| The problem |
Repeat verbatim the portion of the passage on media analysis that begins at the words "- Stay in the" and stops after the words "in the moment.".

| Text passage |
In our last blog post, we shared the results of an MIT study testing how untrained machines fare when it comes to measuring a brand’s key messages, identifying appropriate sentiment, and determining customer experience. The findings were less than stellar at 9% correct for key messages, 20% on sentiment and 33% on customer experience.
The focus in that post was on human vs. machine, but what happens when you pair the two together?
A hybrid approach to media analysis, one where a highly-trained human analyst utilizes top technology to track and monitor your media coverage and then correlates that data back to the stated business goals, produces exponentially better results.
The outcomes outlined below are achieved with a partnership of top technology and a level of human analysis that understands the context and nuances of media coverage specific to each unique company.
- Identify a new competitor– The C-Suite at a manufacturing corporation was specifically concerned about their coverage in high-stature industry publications, especially as it pertained to competitors. Although they were initially monitoring for a predetermined list of competing companies, a dedicated Analyst noticed that a young and untracked company was emerging, taking over a share of attention from important outlets. Proactively tracking that young company allowed the C-Suite to immediately pull powerful SOV reports and keep an eye on the new business, keeping them in the know on what was most impacting their business before it was too late.
- Stay in the know in a volatile market – A major telecommunications provider frequently needs timely media insights and reporting regarding product announcements, competitive announcements, or for ad-hoc internal presentations. They do not have the time to rework “directionally correct” data to get to the coverage analysis they need. Utilizing a dedicated media analyst with access to state-of-the-art reporting allows the team to be responsive and deliver their CEO the analytics they trust to make important decisions in the moment.
Ultimately, the power of pairing human with technology when it comes to media analysis is that it gets to the story behind the story, giving you the specific, timely, and trustworthy conclusions you need to be a brand hero with your C-suite.

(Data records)
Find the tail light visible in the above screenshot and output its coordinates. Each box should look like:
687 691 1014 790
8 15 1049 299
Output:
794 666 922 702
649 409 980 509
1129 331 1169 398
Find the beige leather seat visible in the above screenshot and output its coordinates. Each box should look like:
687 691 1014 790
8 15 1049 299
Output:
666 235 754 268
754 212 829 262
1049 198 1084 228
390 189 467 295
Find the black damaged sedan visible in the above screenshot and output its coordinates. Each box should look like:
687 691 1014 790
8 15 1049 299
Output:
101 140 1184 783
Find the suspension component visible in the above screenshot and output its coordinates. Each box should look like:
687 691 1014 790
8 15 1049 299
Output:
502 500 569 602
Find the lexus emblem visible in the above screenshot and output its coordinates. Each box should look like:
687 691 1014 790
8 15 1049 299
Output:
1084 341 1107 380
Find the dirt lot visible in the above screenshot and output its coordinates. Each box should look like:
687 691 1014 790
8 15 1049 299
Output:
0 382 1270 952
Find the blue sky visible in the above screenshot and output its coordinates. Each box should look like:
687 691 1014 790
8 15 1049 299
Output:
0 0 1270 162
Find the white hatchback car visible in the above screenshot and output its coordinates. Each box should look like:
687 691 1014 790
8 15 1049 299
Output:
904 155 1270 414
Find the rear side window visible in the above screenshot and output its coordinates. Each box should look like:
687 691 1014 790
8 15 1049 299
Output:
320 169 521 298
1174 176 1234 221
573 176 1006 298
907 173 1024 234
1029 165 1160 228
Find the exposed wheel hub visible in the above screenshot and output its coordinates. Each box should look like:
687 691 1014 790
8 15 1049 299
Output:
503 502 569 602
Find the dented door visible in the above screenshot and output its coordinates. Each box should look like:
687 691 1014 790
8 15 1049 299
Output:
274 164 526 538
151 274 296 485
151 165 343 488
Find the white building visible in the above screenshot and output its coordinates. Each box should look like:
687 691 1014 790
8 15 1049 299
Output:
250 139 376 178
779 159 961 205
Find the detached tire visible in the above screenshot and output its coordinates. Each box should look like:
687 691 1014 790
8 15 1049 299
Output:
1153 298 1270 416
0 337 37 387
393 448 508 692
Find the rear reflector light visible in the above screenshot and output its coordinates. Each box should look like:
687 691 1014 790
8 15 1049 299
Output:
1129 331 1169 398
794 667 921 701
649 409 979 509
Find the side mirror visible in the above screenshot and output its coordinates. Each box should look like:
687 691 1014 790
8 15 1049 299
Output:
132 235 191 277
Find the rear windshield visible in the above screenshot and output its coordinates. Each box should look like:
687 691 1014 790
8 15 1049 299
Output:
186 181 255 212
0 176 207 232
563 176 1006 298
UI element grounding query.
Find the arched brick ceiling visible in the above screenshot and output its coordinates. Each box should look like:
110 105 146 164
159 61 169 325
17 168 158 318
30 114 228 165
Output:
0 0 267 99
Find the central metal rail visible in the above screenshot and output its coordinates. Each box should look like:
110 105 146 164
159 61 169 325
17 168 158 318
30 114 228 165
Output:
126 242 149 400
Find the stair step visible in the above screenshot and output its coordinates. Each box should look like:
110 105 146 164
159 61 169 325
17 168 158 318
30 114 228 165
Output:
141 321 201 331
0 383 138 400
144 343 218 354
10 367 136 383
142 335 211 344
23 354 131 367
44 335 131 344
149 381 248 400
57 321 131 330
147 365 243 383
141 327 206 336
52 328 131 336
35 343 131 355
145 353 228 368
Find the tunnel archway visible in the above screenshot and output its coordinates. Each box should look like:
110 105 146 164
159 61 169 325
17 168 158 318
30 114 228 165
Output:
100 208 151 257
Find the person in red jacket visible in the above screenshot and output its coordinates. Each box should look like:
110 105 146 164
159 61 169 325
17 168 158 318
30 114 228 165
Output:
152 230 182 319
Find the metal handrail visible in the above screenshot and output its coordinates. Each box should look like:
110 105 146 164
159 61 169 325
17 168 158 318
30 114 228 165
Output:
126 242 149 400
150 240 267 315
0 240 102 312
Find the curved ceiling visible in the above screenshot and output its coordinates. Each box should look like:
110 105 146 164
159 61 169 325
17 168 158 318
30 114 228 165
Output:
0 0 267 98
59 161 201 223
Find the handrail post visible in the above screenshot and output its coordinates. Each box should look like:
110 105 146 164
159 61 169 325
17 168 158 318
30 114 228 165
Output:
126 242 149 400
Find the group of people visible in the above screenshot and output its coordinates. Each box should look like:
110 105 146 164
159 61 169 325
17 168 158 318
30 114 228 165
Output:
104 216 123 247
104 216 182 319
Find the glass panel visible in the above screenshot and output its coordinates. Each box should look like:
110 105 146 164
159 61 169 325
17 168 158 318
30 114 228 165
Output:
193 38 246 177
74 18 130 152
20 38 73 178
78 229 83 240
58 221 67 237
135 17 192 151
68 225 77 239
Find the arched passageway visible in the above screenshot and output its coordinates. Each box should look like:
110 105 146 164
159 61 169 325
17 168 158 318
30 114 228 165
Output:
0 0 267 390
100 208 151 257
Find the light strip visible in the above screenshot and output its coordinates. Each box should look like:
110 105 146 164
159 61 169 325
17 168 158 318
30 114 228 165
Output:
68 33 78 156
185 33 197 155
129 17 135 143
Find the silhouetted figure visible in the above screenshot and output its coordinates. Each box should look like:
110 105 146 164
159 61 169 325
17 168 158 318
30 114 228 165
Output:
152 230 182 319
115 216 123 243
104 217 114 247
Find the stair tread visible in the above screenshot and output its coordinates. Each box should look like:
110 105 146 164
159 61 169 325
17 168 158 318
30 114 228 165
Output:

| Answer to this exercise |
- Stay in the know in a volatile market – A major telecommunications provider frequently needs timely media insights and reporting regarding product announcements, competitive announcements, or for ad-hoc internal presentations. They do not have the time to rework “directionally correct” data to get to the coverage analysis they need. Utilizing a dedicated media analyst with access to state-of-the-art reporting allows the team to be responsive and deliver their CEO the analytics they trust to make important decisions in the moment.